[Opening Data extracts section]

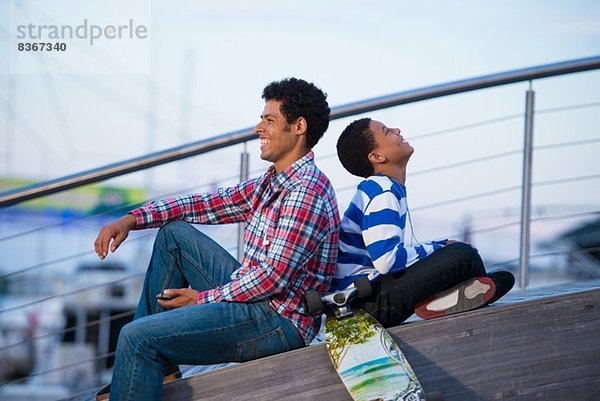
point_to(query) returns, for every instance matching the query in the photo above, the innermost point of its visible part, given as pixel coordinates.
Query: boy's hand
(113, 234)
(179, 297)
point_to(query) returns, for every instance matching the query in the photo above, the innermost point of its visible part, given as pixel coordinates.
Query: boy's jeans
(395, 295)
(192, 335)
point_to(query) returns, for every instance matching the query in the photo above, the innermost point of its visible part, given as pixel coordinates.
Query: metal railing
(15, 196)
(18, 195)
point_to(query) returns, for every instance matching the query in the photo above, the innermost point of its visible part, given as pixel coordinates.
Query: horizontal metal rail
(37, 190)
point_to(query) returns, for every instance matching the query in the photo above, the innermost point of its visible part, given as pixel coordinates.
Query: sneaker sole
(167, 379)
(466, 296)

[Closing Data extracts section]

Make an exact copy of every entry above, minus the images.

point_to(query) returns, for every instance matching the query in the photo above, the innermost point of its visible part, given as pixel coordinates.
Query: boy's hand
(113, 234)
(179, 297)
point_to(query) returns, for every instance matching the query in the photo above, the innermost point of its visible part, given as pixel coordinates.
Query: boy's jeans
(395, 295)
(192, 335)
point_to(query) returns, for every instance matching the query in the photo above, the innermost point of its visible part, given as pixel coordinates.
Query: metal railing
(15, 196)
(18, 195)
point_to(query) returns, for every instance matching the query in the photo above, the innermost point of its visible part, given as pixel coordinates.
Query: horizontal metal rail
(37, 190)
point_to(query) returns, for every instance matching the query in the photo above, the innermost point of its visible part, given as pixel coordinates.
Query: sneaker sole
(167, 379)
(466, 296)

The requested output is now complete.